Return exactly the lines that run from the one containing "like x=224, y=57." to the end of the entries, with both ends included.
START Material for the task
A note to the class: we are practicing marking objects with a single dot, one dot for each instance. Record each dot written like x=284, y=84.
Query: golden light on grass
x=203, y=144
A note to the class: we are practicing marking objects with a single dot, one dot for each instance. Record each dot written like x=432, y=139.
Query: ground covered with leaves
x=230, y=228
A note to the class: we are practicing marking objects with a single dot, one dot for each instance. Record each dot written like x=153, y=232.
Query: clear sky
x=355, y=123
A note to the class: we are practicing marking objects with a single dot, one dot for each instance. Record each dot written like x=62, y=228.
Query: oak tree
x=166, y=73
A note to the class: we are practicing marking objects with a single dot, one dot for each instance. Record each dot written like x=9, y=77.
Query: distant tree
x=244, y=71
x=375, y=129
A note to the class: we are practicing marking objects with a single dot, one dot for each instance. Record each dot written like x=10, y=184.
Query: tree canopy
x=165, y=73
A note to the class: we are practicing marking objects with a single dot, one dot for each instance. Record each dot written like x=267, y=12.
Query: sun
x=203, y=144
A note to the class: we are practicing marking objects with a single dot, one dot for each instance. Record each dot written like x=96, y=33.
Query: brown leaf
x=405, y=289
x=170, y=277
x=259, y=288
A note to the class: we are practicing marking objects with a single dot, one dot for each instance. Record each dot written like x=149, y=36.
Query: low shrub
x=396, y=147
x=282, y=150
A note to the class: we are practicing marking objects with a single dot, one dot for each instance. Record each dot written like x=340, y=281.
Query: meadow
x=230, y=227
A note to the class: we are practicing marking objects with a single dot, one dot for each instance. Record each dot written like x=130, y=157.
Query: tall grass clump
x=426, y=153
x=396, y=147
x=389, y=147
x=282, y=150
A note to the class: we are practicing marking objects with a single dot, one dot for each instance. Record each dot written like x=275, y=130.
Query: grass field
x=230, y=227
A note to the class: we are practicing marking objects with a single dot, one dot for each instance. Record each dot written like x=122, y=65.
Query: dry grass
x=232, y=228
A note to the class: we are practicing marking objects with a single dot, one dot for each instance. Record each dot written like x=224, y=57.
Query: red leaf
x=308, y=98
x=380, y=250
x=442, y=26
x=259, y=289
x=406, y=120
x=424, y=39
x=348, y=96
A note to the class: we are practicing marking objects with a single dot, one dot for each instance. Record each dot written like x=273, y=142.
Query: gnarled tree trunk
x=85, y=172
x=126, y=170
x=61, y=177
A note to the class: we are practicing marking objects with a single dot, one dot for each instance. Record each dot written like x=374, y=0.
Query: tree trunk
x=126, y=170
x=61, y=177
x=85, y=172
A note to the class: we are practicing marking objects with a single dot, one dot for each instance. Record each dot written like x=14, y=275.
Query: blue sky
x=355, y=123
END Material for the task
(Solution for this task)
A note to the class: we are practicing marking objects with a single dot, one dot for each instance. Record each dot written like x=224, y=57.
Query: red leaf
x=308, y=98
x=380, y=250
x=442, y=26
x=259, y=289
x=406, y=120
x=424, y=39
x=348, y=96
A note to the class: we are practicing marking objects with a single dot, one dot for each instance. Record each dot written like x=273, y=142.
Query: gnarled tree trunk
x=85, y=172
x=126, y=170
x=61, y=177
A note to the class: we are practicing marking objects with a single dot, one dot for each instance. Record each dot written like x=374, y=0.
Query: tree trunk
x=126, y=170
x=61, y=177
x=85, y=172
A note to the class: we are practicing marking objects with a single dot, one dot for each instance. Record each dot written like x=14, y=275.
Query: blue sky
x=355, y=123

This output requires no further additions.